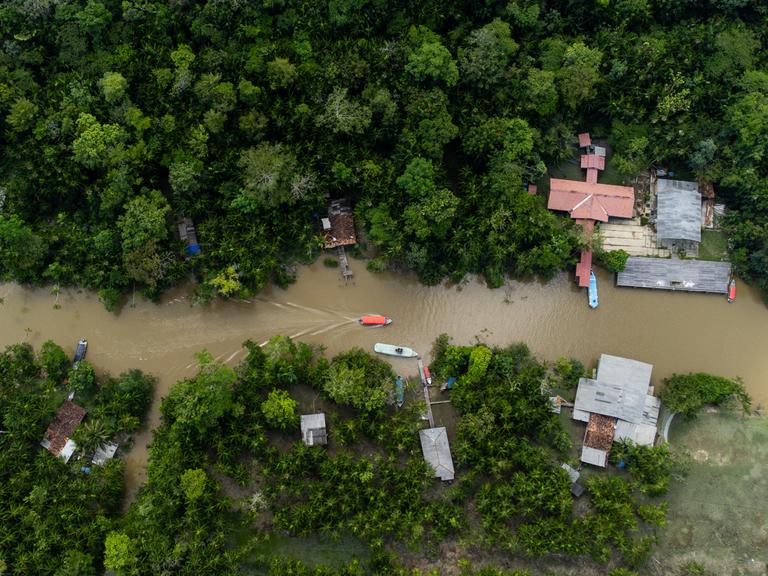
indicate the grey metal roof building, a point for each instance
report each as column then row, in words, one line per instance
column 313, row 429
column 678, row 208
column 620, row 391
column 437, row 451
column 674, row 274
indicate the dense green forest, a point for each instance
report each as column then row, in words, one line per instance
column 118, row 116
column 227, row 469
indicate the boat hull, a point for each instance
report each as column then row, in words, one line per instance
column 593, row 302
column 392, row 350
column 82, row 348
column 375, row 321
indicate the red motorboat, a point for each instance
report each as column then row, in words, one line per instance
column 375, row 320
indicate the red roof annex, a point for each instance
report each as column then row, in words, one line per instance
column 587, row 200
column 593, row 161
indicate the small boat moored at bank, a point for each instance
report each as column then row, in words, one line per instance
column 592, row 290
column 392, row 350
column 82, row 348
column 399, row 391
column 374, row 320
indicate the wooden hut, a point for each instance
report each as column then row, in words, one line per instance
column 57, row 437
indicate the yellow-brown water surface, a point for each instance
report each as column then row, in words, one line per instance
column 676, row 332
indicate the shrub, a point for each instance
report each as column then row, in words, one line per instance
column 687, row 393
column 613, row 260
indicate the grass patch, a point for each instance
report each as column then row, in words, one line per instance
column 714, row 246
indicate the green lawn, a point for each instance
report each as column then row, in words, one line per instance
column 714, row 246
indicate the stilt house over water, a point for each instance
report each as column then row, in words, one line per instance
column 678, row 215
column 589, row 202
column 57, row 438
column 619, row 404
column 339, row 227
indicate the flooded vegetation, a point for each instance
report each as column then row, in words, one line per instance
column 162, row 339
column 675, row 332
column 717, row 516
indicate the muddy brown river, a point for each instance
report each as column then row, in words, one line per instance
column 676, row 332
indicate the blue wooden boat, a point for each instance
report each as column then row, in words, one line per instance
column 399, row 391
column 592, row 290
column 82, row 348
column 392, row 350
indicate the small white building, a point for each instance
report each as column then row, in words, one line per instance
column 313, row 430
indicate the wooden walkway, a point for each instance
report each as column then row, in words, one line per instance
column 674, row 274
column 427, row 399
column 346, row 272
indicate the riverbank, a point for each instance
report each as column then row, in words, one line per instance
column 718, row 516
column 676, row 332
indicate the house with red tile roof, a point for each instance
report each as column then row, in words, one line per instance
column 57, row 438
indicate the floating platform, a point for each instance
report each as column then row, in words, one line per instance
column 674, row 274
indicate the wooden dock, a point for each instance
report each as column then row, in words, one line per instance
column 675, row 274
column 346, row 271
column 427, row 399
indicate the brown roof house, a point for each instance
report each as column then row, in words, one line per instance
column 339, row 227
column 57, row 437
column 618, row 404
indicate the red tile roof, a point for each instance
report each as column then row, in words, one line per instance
column 585, row 200
column 342, row 232
column 600, row 431
column 593, row 161
column 63, row 425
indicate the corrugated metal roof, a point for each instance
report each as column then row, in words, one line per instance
column 437, row 451
column 62, row 427
column 618, row 391
column 678, row 206
column 593, row 161
column 313, row 429
column 593, row 456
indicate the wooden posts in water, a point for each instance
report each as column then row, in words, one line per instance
column 346, row 272
column 427, row 399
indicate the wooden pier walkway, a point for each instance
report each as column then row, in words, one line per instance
column 427, row 399
column 346, row 272
column 675, row 274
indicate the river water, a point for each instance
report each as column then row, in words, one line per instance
column 676, row 332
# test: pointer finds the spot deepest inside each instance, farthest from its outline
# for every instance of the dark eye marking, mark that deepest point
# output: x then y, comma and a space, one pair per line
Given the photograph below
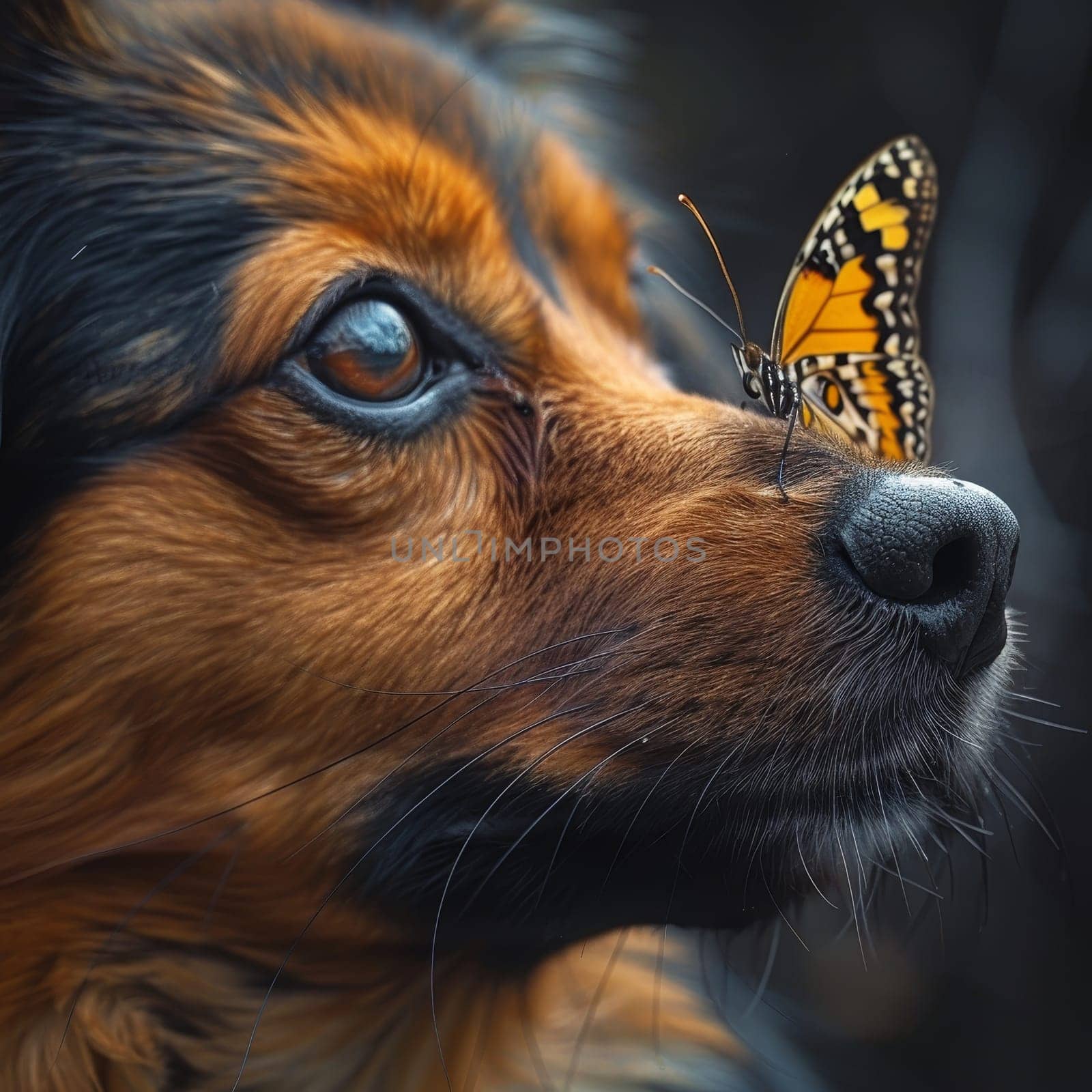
367, 351
380, 358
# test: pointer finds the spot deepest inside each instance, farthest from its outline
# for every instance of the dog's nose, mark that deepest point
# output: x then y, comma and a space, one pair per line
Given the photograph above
944, 549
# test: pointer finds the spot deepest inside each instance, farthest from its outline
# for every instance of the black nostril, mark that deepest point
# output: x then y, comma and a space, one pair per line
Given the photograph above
945, 551
953, 568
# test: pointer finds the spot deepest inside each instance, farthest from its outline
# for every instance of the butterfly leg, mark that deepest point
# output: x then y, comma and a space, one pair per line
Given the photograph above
793, 393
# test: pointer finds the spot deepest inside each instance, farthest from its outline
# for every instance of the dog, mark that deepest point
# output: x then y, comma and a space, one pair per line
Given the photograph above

■ ■ ■ ■ ■ ■ ■

- _YOUR INSTRUCTIONS_: All that is wanted is an exact copy of the lines above from the one with "indicate the flooded" through the one with "indicate the red tile", with both ends included.

- _TASK RESULT_:
indicate the flooded vegetation, a point for each instance
report each as column then row, in words, one line per instance
column 162, row 339
column 675, row 332
column 717, row 516
indicate the muddy brown river, a point for each instance
report each as column then row, in words, one line per instance
column 676, row 332
indicate the blue wooden boat, a point for each instance
report each as column then row, in words, one line per instance
column 399, row 391
column 592, row 290
column 82, row 348
column 392, row 350
indicate the small white building, a point for each instance
report each as column then row, in words, one line per instance
column 313, row 430
indicate the wooden walkway, a point for each instance
report each as column then row, in words, one line per instance
column 674, row 274
column 427, row 399
column 346, row 272
indicate the riverbank, a point for each instance
report each as column then row, in words, one line per instance
column 718, row 516
column 676, row 332
indicate the house with red tile roof, a point for each instance
report each as column then row, in words, one line per instance
column 57, row 438
indicate the floating platform, a point for each instance
report each as column then row, in words, one line per instance
column 674, row 274
indicate the wooden dock, a point for each instance
report each as column then row, in words, one line per instance
column 675, row 274
column 346, row 271
column 427, row 399
indicate the brown roof house, a point for each instance
report each as column then row, in words, one line per instance
column 339, row 227
column 57, row 437
column 618, row 404
indicate the red tile roof, a point for each instance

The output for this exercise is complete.